=== Written problem ===
Transcribe the material verbatim in full; the pictures do not belong in the copy.

=== Given records ===
::::

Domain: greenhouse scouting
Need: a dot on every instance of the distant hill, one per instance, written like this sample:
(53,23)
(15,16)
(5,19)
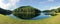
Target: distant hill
(5,12)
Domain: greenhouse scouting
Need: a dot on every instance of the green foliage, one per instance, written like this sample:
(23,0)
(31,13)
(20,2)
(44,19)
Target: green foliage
(26,12)
(58,9)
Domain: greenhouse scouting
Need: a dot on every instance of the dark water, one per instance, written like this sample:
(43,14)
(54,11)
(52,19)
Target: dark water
(42,16)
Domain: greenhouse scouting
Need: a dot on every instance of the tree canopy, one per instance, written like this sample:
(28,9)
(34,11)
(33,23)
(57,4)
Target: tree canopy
(26,12)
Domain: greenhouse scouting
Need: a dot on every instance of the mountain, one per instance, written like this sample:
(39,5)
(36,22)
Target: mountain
(5,12)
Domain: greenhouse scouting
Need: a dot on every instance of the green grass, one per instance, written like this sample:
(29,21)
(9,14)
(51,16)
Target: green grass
(8,20)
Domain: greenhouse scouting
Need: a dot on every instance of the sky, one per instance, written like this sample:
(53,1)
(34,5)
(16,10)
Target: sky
(39,4)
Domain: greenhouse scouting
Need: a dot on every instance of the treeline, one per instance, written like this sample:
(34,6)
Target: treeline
(5,12)
(52,11)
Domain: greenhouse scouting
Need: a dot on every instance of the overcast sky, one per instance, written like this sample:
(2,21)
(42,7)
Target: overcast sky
(40,4)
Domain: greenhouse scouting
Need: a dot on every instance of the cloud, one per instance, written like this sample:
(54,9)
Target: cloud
(50,0)
(9,5)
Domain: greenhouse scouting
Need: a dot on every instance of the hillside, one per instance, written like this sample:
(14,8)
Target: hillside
(8,20)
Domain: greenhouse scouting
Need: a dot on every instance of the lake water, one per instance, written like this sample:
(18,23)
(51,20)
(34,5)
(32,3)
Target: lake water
(42,16)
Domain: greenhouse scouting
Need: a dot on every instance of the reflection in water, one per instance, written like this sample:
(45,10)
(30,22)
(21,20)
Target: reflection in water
(42,16)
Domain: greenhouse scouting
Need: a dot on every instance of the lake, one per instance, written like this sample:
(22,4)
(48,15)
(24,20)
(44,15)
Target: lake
(42,16)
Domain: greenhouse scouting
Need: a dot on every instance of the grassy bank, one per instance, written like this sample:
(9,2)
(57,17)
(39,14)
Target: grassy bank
(8,20)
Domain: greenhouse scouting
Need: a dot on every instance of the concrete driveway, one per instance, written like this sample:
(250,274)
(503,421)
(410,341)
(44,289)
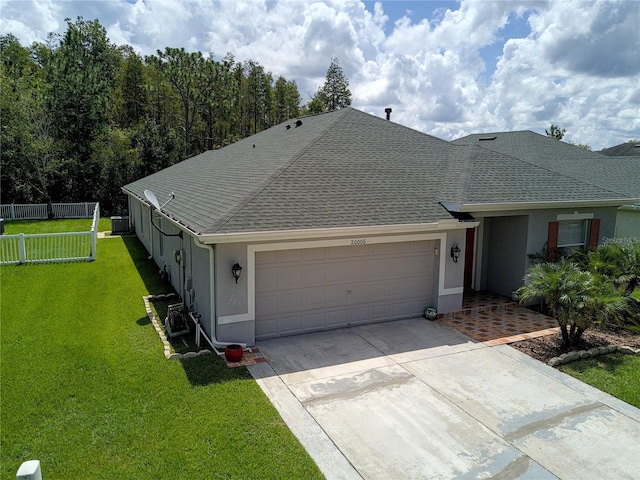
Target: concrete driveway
(417,399)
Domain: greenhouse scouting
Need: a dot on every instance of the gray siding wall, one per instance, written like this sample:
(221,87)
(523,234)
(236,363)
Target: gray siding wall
(507,253)
(507,240)
(190,277)
(539,224)
(628,223)
(231,298)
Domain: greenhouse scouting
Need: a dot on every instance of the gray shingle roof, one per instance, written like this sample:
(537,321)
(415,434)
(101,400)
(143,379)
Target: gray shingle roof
(348,168)
(619,175)
(623,150)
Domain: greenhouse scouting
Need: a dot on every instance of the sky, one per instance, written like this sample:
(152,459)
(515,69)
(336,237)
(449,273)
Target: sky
(446,68)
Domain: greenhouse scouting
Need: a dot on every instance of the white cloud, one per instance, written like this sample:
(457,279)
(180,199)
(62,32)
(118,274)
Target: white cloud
(578,66)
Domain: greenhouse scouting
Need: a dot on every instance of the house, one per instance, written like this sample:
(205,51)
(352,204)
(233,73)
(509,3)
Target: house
(344,218)
(628,222)
(618,174)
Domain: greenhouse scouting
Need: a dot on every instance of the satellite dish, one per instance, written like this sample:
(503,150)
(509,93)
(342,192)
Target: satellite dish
(152,199)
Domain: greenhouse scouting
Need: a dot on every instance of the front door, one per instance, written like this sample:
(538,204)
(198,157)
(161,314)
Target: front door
(468,258)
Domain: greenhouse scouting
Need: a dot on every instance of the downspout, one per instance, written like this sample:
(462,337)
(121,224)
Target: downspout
(213,341)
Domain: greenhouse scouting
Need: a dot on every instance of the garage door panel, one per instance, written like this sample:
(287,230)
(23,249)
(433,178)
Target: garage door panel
(290,301)
(410,309)
(267,327)
(403,247)
(379,249)
(266,280)
(408,288)
(266,258)
(337,295)
(315,298)
(290,325)
(285,256)
(333,287)
(314,254)
(337,273)
(315,321)
(338,252)
(315,275)
(290,277)
(267,304)
(381,291)
(382,312)
(360,315)
(338,318)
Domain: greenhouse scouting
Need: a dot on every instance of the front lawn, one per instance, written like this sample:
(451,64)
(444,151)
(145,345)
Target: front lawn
(87,390)
(616,374)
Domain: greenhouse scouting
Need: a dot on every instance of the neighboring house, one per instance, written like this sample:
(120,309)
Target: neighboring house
(344,218)
(628,223)
(618,175)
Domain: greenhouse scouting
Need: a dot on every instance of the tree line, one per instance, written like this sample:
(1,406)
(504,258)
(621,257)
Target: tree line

::::

=== Answer for this exercise ===
Domain: greenhouse scouting
Need: a dot on every instance of the distant hill, one per instance, written like this sample:
(53,23)
(15,16)
(5,19)
Target: distant hill
(5,12)
Domain: greenhouse scouting
Need: a dot on every instance of the green foliage, one per instance, written like this sample:
(23,0)
(31,13)
(20,2)
(44,19)
Target: green foliage
(26,12)
(58,9)
Domain: greenhouse scouting
Need: a dot on every instance of the dark water, one per instance, written like this sample:
(43,14)
(54,11)
(52,19)
Target: dark water
(42,16)
Domain: greenhouse scouting
Need: a dot on every instance of the tree canopy, one per instance, written like this sample:
(28,9)
(34,11)
(33,23)
(57,4)
Target: tree canopy
(26,12)
Domain: greenhouse scouting
Need: a dot on every instance of the mountain, one per instance, written like this sample:
(39,5)
(36,22)
Target: mountain
(5,12)
Domain: greenhouse scouting
Need: a dot on every instance of the green grass, one per instance, written like this sample:
(29,21)
(9,14)
(51,16)
Target: green grass
(8,20)
Domain: greenhouse scouting
Need: a dot on every instance of the sky, one per instance, written like this sample:
(53,1)
(34,5)
(16,10)
Target: sky
(39,4)
Domain: greenhouse scouting
Need: a dot on every instance of the treeline, one per instance, written like this sample:
(34,6)
Target: treeline
(5,12)
(52,11)
Domain: greenhouse scouting
Need: a dot on every instance of the overcast sky, one per instance, written like this sample:
(2,21)
(42,7)
Target: overcast sky
(40,4)
Domain: greenhouse scouting
Need: a dot on every instance of the cloud, one per instance, written like this sample:
(54,9)
Target: cloud
(50,0)
(9,5)
Domain: greenhouse scouting
Need: a dot on every instance of the hillside, one per instance, written like this sample:
(14,8)
Target: hillside
(8,20)
Domain: greenhouse scouting
Need: a dot on every instance of the lake water, one per instance, written like this sample:
(18,23)
(51,20)
(34,5)
(32,3)
Target: lake water
(42,16)
Domain: greenhouse scouting
Need: a dot on every instance of the reflection in water, one per instance, written like this sample:
(45,10)
(30,22)
(21,20)
Target: reflection in water
(42,16)
Domain: greenhouse scouting
Need: a dot on every instance of the lake, one per instance, written like this sample:
(22,4)
(48,15)
(24,20)
(44,15)
Target: lake
(42,16)
Domain: greenhouse scouting
Need: a dot on every instance of the grassy bank, one per instance, written like this sample:
(9,2)
(57,17)
(39,14)
Target: grassy bank
(8,20)
Domain: greenhouse scouting
Need: a dot on every instance of the concrete driveway, one per instance, written like this sample:
(250,274)
(503,421)
(410,341)
(44,289)
Target: concrete driveway
(417,399)
Domain: greenhouse scouting
Need: a dot on every instance of the gray siding wall, one per instance, written like this sample:
(221,87)
(523,234)
(236,363)
Target: gray siding wall
(507,253)
(507,240)
(190,277)
(539,224)
(628,223)
(231,298)
Domain: greenhouse scouting
Need: a dot on every instance of the gray shingle roof, one per instance, written like this sample:
(537,321)
(415,434)
(101,400)
(143,379)
Target: gray shingle roof
(348,168)
(619,175)
(623,150)
Domain: greenhouse scouting
Need: a dot on every instance of the sky, one per instance, written like this sample:
(152,459)
(515,69)
(336,237)
(449,273)
Target: sky
(446,68)
Domain: greenhouse scouting
Need: a dot on every instance of the white cloud, one per instance, written like this sample:
(457,279)
(180,199)
(62,32)
(118,274)
Target: white cloud
(578,66)
Domain: greenhouse scouting
Need: a dot on every instance of the house, one per instance, written like this sample:
(205,51)
(352,204)
(233,73)
(509,3)
Target: house
(344,218)
(628,222)
(618,174)
Domain: greenhouse scouting
Need: a dot on every instance of the satellite dish, one per instance, written like this sample:
(503,150)
(509,93)
(342,192)
Target: satellite dish
(152,199)
Domain: greenhouse scouting
Need: a dot on every instance of the front door, one per instance, written like this sample:
(538,204)
(198,157)
(161,314)
Target: front door
(468,258)
Domain: greenhouse scouting
Need: a dot on every instance of the downspout, one per instance, written like this sample:
(462,337)
(121,224)
Target: downspout
(213,341)
Domain: greenhouse scouting
Need: a dot on every instance of the garage door panel, one per instance, written like this sample:
(287,230)
(23,249)
(433,178)
Target: garage door panel
(290,301)
(410,309)
(267,327)
(403,247)
(379,249)
(266,280)
(408,288)
(266,258)
(337,295)
(315,298)
(290,325)
(285,256)
(333,287)
(314,254)
(337,273)
(315,321)
(338,252)
(315,275)
(290,277)
(267,304)
(381,291)
(382,312)
(360,315)
(338,318)
Domain: greenhouse scouting
Need: a dot on every instance of the front lawn, one per instance, written like this sample:
(451,64)
(444,151)
(145,345)
Target: front lawn
(87,390)
(616,374)
Domain: greenhouse scouting
Need: a dot on every instance of the neighboring house, one per instance, written like this sample:
(120,309)
Target: neighboring house
(344,218)
(628,223)
(618,175)
Domain: greenhouse scouting
Need: a dot on every instance of the tree line, one per instance, written like this sample:
(1,406)
(504,258)
(621,257)
Target: tree line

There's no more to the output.